Stored items from a collection

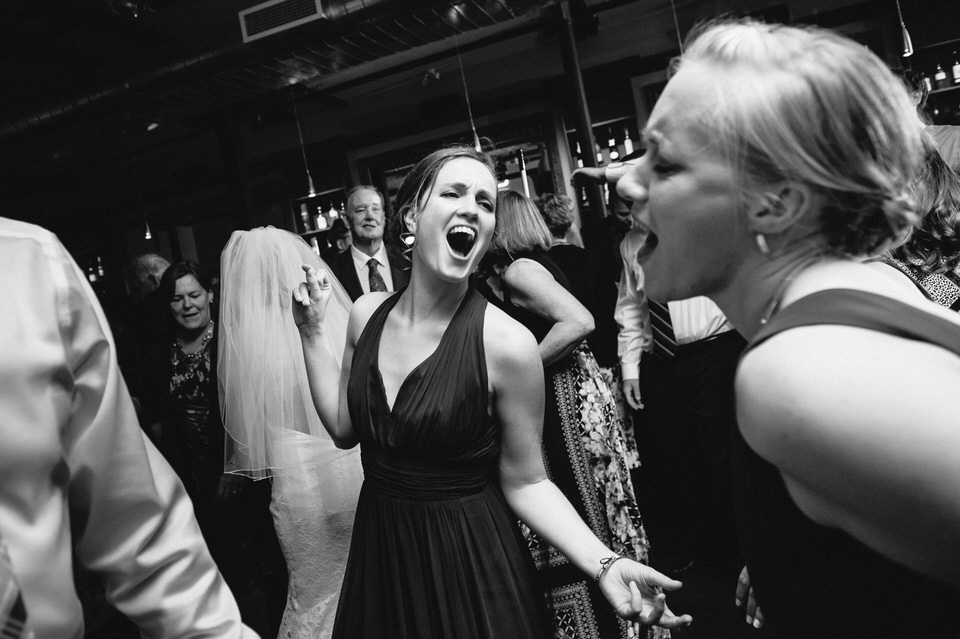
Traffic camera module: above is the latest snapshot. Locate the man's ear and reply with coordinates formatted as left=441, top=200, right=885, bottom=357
left=403, top=206, right=417, bottom=233
left=747, top=184, right=813, bottom=235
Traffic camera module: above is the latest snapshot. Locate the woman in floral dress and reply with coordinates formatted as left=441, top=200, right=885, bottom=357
left=480, top=191, right=669, bottom=639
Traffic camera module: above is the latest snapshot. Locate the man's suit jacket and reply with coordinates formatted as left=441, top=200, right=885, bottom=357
left=327, top=249, right=410, bottom=301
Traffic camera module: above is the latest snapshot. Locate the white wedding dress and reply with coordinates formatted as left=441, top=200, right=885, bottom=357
left=217, top=227, right=363, bottom=639
left=270, top=431, right=362, bottom=639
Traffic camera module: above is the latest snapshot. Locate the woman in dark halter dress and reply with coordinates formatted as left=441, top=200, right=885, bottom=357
left=617, top=21, right=960, bottom=639
left=294, top=147, right=690, bottom=639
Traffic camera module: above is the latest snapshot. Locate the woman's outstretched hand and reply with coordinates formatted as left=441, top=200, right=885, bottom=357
left=292, top=264, right=333, bottom=333
left=600, top=557, right=693, bottom=629
left=737, top=566, right=763, bottom=628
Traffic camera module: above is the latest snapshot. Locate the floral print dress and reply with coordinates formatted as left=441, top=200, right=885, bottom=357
left=488, top=254, right=670, bottom=639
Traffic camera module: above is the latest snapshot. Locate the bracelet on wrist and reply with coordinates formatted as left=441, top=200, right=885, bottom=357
left=595, top=553, right=623, bottom=583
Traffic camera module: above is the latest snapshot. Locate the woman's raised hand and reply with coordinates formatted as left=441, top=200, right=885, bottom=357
left=600, top=557, right=693, bottom=628
left=292, top=264, right=333, bottom=332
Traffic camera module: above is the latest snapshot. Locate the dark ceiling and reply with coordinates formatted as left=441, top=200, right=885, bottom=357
left=0, top=0, right=552, bottom=188
left=0, top=0, right=948, bottom=252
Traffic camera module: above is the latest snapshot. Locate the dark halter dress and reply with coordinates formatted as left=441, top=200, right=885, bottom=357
left=334, top=288, right=549, bottom=639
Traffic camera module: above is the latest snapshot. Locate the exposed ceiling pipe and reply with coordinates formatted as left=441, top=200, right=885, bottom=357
left=0, top=0, right=439, bottom=140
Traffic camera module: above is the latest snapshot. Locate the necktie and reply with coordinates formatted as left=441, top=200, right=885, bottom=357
left=367, top=257, right=387, bottom=293
left=0, top=538, right=33, bottom=639
left=647, top=299, right=677, bottom=357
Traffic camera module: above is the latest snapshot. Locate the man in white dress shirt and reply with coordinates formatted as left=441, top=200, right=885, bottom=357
left=329, top=184, right=408, bottom=300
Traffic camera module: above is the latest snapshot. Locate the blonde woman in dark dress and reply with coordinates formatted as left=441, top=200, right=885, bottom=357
left=617, top=21, right=960, bottom=639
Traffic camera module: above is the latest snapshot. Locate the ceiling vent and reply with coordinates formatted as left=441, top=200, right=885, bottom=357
left=240, top=0, right=324, bottom=42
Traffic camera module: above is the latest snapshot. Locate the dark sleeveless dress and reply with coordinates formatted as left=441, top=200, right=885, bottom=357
left=333, top=288, right=549, bottom=639
left=733, top=289, right=960, bottom=639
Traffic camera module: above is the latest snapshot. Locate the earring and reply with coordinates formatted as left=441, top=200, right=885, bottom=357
left=400, top=231, right=417, bottom=262
left=753, top=233, right=770, bottom=255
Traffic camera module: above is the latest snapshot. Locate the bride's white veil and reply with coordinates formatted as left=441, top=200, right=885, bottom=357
left=217, top=227, right=351, bottom=479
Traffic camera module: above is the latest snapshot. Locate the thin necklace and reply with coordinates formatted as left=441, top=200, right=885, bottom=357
left=173, top=320, right=213, bottom=362
left=760, top=257, right=818, bottom=326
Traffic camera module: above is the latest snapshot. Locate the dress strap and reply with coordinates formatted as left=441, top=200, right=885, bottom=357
left=744, top=288, right=960, bottom=355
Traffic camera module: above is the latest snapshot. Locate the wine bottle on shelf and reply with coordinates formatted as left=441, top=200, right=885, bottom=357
left=300, top=202, right=310, bottom=233
left=623, top=127, right=633, bottom=155
left=607, top=129, right=620, bottom=162
left=933, top=62, right=950, bottom=89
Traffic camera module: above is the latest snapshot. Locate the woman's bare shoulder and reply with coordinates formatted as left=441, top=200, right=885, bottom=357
left=736, top=325, right=960, bottom=463
left=350, top=293, right=398, bottom=333
left=483, top=303, right=540, bottom=361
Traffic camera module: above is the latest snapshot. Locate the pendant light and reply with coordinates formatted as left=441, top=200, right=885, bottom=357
left=897, top=0, right=913, bottom=58
left=454, top=47, right=483, bottom=153
left=670, top=0, right=683, bottom=55
left=290, top=86, right=317, bottom=197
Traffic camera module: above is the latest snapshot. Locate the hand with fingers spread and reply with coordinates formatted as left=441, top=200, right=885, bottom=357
left=216, top=473, right=250, bottom=501
left=737, top=566, right=763, bottom=628
left=570, top=166, right=606, bottom=186
left=600, top=557, right=693, bottom=629
left=293, top=264, right=332, bottom=333
left=623, top=379, right=643, bottom=410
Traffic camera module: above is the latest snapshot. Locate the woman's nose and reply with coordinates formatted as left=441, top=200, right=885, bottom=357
left=617, top=167, right=647, bottom=204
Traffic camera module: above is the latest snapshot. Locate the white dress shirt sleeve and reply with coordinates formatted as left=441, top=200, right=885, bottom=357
left=614, top=231, right=653, bottom=379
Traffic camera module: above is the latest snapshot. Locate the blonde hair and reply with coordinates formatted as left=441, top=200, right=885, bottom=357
left=490, top=191, right=553, bottom=255
left=673, top=19, right=922, bottom=255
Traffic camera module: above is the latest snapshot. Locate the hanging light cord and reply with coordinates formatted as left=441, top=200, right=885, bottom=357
left=457, top=47, right=480, bottom=153
left=670, top=0, right=683, bottom=55
left=290, top=86, right=317, bottom=197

• **The exercise**: Turn the lines of these rows into a Markdown table with the columns No. and Line, numbering each line in order and omitting blank lines. Cover every row, and leave the pictures out.

• **Result**:
| No. | Line |
|---|---|
| 1 | Traffic camera module: above is the latest snapshot. Locate the man's ear and reply with coordinates formatted as left=441, top=200, right=885, bottom=357 |
| 2 | left=403, top=206, right=417, bottom=233 |
| 3 | left=747, top=184, right=813, bottom=235 |
| 4 | Traffic camera module: above is the latest snapshot. Locate the woman in floral dress and reply with coordinates formatted as left=441, top=200, right=885, bottom=357 |
| 5 | left=480, top=191, right=669, bottom=639 |
| 6 | Traffic camera module: above is the latest snapshot. Locate the man's suit jacket and reply with coordinates formatted as left=441, top=200, right=885, bottom=357 |
| 7 | left=327, top=249, right=410, bottom=301 |
| 8 | Traffic camera module: above is the latest snapshot. Locate the white wedding dress and reply with coordinates formatted as left=441, top=200, right=885, bottom=357 |
| 9 | left=217, top=227, right=363, bottom=639 |
| 10 | left=270, top=431, right=362, bottom=639 |
| 11 | Traffic camera module: above is the latest snapshot. Locate the woman in dark halter dress and reply with coordinates formatted as left=441, top=200, right=885, bottom=357 |
| 12 | left=617, top=21, right=960, bottom=639 |
| 13 | left=294, top=147, right=690, bottom=639 |
| 14 | Traffic camera module: above is the latest snapshot. Locate the woman's outstretched hand and reply with coordinates formatted as left=441, top=200, right=885, bottom=357 |
| 15 | left=292, top=264, right=333, bottom=333 |
| 16 | left=600, top=557, right=693, bottom=629 |
| 17 | left=737, top=566, right=763, bottom=628 |
| 18 | Traffic camera module: above is the latest snapshot. Locate the floral print dress and reply with coordinates formatted as left=441, top=200, right=885, bottom=357 |
| 19 | left=488, top=254, right=670, bottom=639 |
| 20 | Traffic camera module: above is the latest snapshot. Locate the bracelet on wrist and reply with coordinates formatted as left=441, top=200, right=885, bottom=357 |
| 21 | left=595, top=553, right=623, bottom=583 |
| 22 | Traffic camera module: above is the latest snapshot. Locate the woman's raised hand and reply with coordinates formatted as left=441, top=200, right=885, bottom=357 |
| 23 | left=600, top=557, right=693, bottom=628 |
| 24 | left=292, top=264, right=333, bottom=332 |
| 25 | Traffic camera module: above is the latest snapshot. Locate the dark ceiling and reply with coordinates formatted as left=441, top=200, right=885, bottom=357 |
| 26 | left=0, top=0, right=552, bottom=188 |
| 27 | left=0, top=0, right=948, bottom=252 |
| 28 | Traffic camera module: above is the latest snapshot. Locate the dark halter dress and reply with coordinates formatted as left=441, top=200, right=885, bottom=357 |
| 29 | left=334, top=288, right=549, bottom=639 |
| 30 | Traffic camera module: above is the latest snapshot. Locate the exposed ceiling pipe and reply with coordinates formatted as left=441, top=200, right=885, bottom=357 |
| 31 | left=0, top=0, right=439, bottom=140 |
| 32 | Traffic camera module: above is the latest snapshot. Locate the necktie and reply with coordinates formatted as left=441, top=200, right=885, bottom=357 |
| 33 | left=367, top=257, right=387, bottom=293 |
| 34 | left=0, top=538, right=33, bottom=639 |
| 35 | left=647, top=299, right=677, bottom=357 |
| 36 | Traffic camera module: above is the latest snapshot. Locate the man in white dress shirt and reply with coordinates formatted as left=441, top=200, right=885, bottom=357 |
| 37 | left=329, top=184, right=408, bottom=300 |
| 38 | Traffic camera module: above is the latest snapshot. Locate the blonde woman in dark dress and reply with coordinates formatted as left=441, top=200, right=885, bottom=357 |
| 39 | left=617, top=21, right=960, bottom=639 |
| 40 | Traffic camera module: above is the latest snapshot. Locate the ceiling vent and reply with coordinates formatted as left=441, top=200, right=885, bottom=357 |
| 41 | left=240, top=0, right=324, bottom=42 |
| 42 | Traffic camera module: above is the latest snapshot. Locate the dark sleeveless dress and reply with coordinates formatted as left=441, top=200, right=885, bottom=357 |
| 43 | left=333, top=288, right=549, bottom=639 |
| 44 | left=733, top=289, right=960, bottom=639 |
| 45 | Traffic camera module: above is the latest snapshot. Locate the earring and reply with coordinates formatted as left=441, top=200, right=885, bottom=357 |
| 46 | left=400, top=231, right=417, bottom=262 |
| 47 | left=753, top=233, right=770, bottom=255 |
| 48 | Traffic camera module: above is the latest snapshot. Locate the bride's white veil and reply with coordinates formatted as left=441, top=200, right=885, bottom=357 |
| 49 | left=217, top=227, right=351, bottom=479 |
| 50 | Traffic camera module: above is the latest snapshot. Locate the thin necklace and reply with coordinates formatted as left=441, top=200, right=885, bottom=357 |
| 51 | left=173, top=320, right=213, bottom=362 |
| 52 | left=760, top=257, right=818, bottom=326 |
| 53 | Traffic camera module: above is the latest snapshot. Locate the dress strap and reply with coordinates formatted as left=441, top=200, right=885, bottom=357 |
| 54 | left=744, top=288, right=960, bottom=355 |
| 55 | Traffic camera module: above is the latest snapshot. Locate the wine bottle on shelf and reply with coordinates formatted as left=441, top=200, right=885, bottom=357 |
| 56 | left=300, top=202, right=310, bottom=233 |
| 57 | left=623, top=127, right=633, bottom=155 |
| 58 | left=607, top=129, right=620, bottom=162 |
| 59 | left=933, top=62, right=950, bottom=89 |
| 60 | Traffic camera module: above is the latest snapshot. Locate the woman's bare shoulder and reply with coordinates formatted as left=441, top=200, right=885, bottom=357 |
| 61 | left=736, top=325, right=960, bottom=463 |
| 62 | left=350, top=293, right=398, bottom=333 |
| 63 | left=483, top=303, right=540, bottom=361 |
| 64 | Traffic camera module: above is the latest snapshot. Locate the pendant light and reply with coordinates formatted as left=441, top=200, right=885, bottom=357 |
| 65 | left=897, top=0, right=913, bottom=58 |
| 66 | left=454, top=47, right=483, bottom=153 |
| 67 | left=670, top=0, right=683, bottom=55 |
| 68 | left=290, top=86, right=317, bottom=197 |
| 69 | Traffic camera module: above is the latest snapshot. Locate the hand with fingers spread and reply with coordinates formatted as left=441, top=200, right=885, bottom=357 |
| 70 | left=216, top=473, right=250, bottom=501 |
| 71 | left=737, top=566, right=763, bottom=628 |
| 72 | left=570, top=166, right=606, bottom=186 |
| 73 | left=600, top=557, right=693, bottom=629 |
| 74 | left=293, top=264, right=332, bottom=333 |
| 75 | left=623, top=379, right=643, bottom=410 |
| 76 | Traffic camera module: above is the latest snapshot. Locate the woman's nose and reply with coordinates formatted as left=441, top=200, right=885, bottom=357 |
| 77 | left=617, top=167, right=647, bottom=204 |
| 78 | Traffic camera module: above is the latest snapshot. Locate the white dress shirt sleeve and reply with coordinates formatted as left=441, top=200, right=885, bottom=357 |
| 79 | left=614, top=231, right=653, bottom=379 |
| 80 | Traffic camera module: above is the latest snapshot. Locate the blonde hair and reply with coordinates formatted as left=441, top=200, right=885, bottom=357 |
| 81 | left=490, top=191, right=553, bottom=255 |
| 82 | left=673, top=19, right=922, bottom=255 |
| 83 | Traffic camera module: above is the latest snapshot. Locate the hanging light cord and reply with coordinates formatted as left=441, top=200, right=885, bottom=357 |
| 84 | left=457, top=47, right=480, bottom=153 |
| 85 | left=670, top=0, right=683, bottom=55 |
| 86 | left=290, top=86, right=317, bottom=197 |